── Records for the task
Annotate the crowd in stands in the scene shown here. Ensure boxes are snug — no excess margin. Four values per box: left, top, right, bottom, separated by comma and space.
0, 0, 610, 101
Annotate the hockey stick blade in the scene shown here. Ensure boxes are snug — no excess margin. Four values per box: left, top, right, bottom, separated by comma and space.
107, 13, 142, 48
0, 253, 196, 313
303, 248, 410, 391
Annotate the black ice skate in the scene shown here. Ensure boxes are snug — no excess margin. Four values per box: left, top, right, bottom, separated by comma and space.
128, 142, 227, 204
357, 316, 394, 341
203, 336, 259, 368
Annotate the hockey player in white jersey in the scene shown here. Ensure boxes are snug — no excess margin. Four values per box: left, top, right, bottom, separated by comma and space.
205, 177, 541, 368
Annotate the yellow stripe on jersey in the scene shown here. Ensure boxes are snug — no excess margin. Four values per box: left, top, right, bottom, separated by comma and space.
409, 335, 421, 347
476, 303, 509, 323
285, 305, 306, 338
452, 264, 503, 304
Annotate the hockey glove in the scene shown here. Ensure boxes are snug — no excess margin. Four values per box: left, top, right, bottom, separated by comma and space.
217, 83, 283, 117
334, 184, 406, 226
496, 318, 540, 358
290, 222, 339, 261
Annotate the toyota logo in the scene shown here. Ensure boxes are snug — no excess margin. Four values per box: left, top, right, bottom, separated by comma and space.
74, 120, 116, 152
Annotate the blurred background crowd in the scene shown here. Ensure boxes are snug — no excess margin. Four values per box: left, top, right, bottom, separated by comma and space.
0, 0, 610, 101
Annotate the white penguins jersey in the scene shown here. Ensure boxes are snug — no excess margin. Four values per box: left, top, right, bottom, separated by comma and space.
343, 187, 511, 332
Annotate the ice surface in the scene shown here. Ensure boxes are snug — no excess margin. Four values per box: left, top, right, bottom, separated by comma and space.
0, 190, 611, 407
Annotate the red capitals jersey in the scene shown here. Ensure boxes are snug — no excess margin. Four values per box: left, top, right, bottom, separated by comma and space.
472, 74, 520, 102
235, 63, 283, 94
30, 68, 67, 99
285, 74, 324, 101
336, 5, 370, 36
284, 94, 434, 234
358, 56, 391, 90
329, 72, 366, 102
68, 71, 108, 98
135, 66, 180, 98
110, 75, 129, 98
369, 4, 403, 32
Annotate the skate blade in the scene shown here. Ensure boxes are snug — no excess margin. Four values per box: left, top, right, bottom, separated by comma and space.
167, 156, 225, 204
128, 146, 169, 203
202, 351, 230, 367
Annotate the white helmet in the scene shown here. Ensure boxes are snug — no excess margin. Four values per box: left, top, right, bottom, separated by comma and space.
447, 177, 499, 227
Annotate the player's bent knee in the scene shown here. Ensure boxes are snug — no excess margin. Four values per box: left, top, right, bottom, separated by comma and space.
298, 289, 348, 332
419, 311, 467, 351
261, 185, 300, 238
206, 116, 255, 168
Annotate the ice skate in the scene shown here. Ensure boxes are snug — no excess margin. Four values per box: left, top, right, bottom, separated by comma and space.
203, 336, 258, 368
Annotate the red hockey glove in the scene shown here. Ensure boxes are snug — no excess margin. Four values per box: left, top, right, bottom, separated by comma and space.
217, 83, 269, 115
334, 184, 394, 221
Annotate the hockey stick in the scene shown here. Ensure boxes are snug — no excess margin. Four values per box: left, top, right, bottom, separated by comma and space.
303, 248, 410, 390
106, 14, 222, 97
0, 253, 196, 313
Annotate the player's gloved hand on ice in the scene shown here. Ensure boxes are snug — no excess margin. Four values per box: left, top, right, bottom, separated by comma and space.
────
What to produce: Every line of the material must be returned exactly as it appears.

Exercise output:
Annotate the crowd in stands in the scene shown here. Ensure boxes are snug — no excess margin. Four values per box: left, top, right, bottom, separated by comma and space.
0, 0, 610, 101
Annotate the hockey stick blade in the scene shown here. Ensure boxes are snug — no excess margin. Four values per box: left, top, right, bottom, separated by comma and space.
107, 13, 142, 48
0, 253, 196, 313
303, 248, 410, 391
Annotate the black ice skate in the scene shown here. Ensure boxes are snug — no excess margin. Four values per box: left, top, right, bottom, separated by comma and space.
128, 142, 227, 204
357, 316, 394, 341
203, 336, 259, 368
Annotate the hockey player in white jersey in the scene shown here. Ensure boxes are snug — no excess margin. Four values per box: left, top, right, bottom, separated by comma and space.
205, 177, 541, 368
Annotate the yellow stripe on jersey in the scene shown here. Ensure boxes are snug — no excess margin. Four values per box: left, top, right, bottom, separated by comma and space.
409, 335, 421, 347
476, 303, 509, 323
285, 305, 306, 338
452, 264, 503, 304
Annotate the hockey glove in the scene shown here. Ensure boxes are snug — no excess margin. Four values per box: left, top, right, bottom, separated by comma and space.
217, 83, 283, 117
334, 184, 406, 226
496, 318, 540, 358
290, 222, 339, 261
Annotate the toyota logo in the scene shown here. Ensure boxes are snug — no excess margin. Four values per box: left, top, right, bottom, separated by comma and space.
74, 120, 116, 152
Annotate the blurred background crowd in the scene shown here. Ensure boxes are snug — no excess margin. Four values per box: left, top, right, bottom, separated by comma and space.
0, 0, 610, 101
Annotate the white penguins jersey in the scene shown here. Ensure boxes are snug — no excess margin. Four values per box: left, top, right, bottom, separated by comma and space.
343, 187, 511, 332
Annotate the ice surface in the scene shown here. Ensure boxes are snug — no excess margin. Four values per box: left, top, right, bottom, separated by comma and space.
0, 190, 611, 407
Annotate the red capitals jersey in the scene shown here. Ensure boxes are snug — no excess margin. Four values per box: left, top, right, bottom, separated by comma and space.
472, 74, 520, 102
235, 63, 283, 94
30, 68, 67, 99
285, 74, 324, 101
336, 5, 370, 36
284, 94, 434, 234
358, 56, 391, 90
329, 72, 366, 102
68, 71, 108, 98
135, 66, 180, 98
110, 75, 129, 98
369, 4, 403, 32
Annotate the skate blade in the scene shown here. Ensure boxes are snug — no excess margin. Four values per box: left, top, right, bottom, separated by comma and space.
167, 156, 225, 204
128, 146, 169, 203
202, 351, 230, 367
Annotate the white helmet in the scene shown here. Ensure boxes are snug — no excess margin. Four values per box: left, top, right, bottom, separated by comma and space.
447, 177, 499, 227
Annotate the player's bent knee in the scene shown here. Ensure boxes are snug — no excess margin. Four values per box: left, top, right, bottom, separated by comma and space.
298, 289, 348, 332
419, 311, 467, 351
261, 185, 300, 238
206, 116, 255, 168
Annotate the ice skate in the scene shown here. Ensure boxes are snug — no excess margin. Four values per box: left, top, right, bottom, separated by comma and space.
203, 336, 258, 368
Annotate the red hockey glove in the scene shown here. Ensure boxes are snug — no excess margin. Four values per box: left, top, right, bottom, separated by comma and space.
217, 83, 269, 115
334, 184, 394, 221
Annotate the hockey stick in the scene shown here. Ensure boxes are snug — no excess margin. Four values per box: left, top, right, bottom, separated by comma and space.
303, 248, 410, 390
106, 14, 222, 97
0, 253, 196, 313
Annotate the player's gloved hand on ice in the scene shown here. Ensure boxes are snug — no excess margin. Four values per box: left, top, right, bottom, separated by comma and space.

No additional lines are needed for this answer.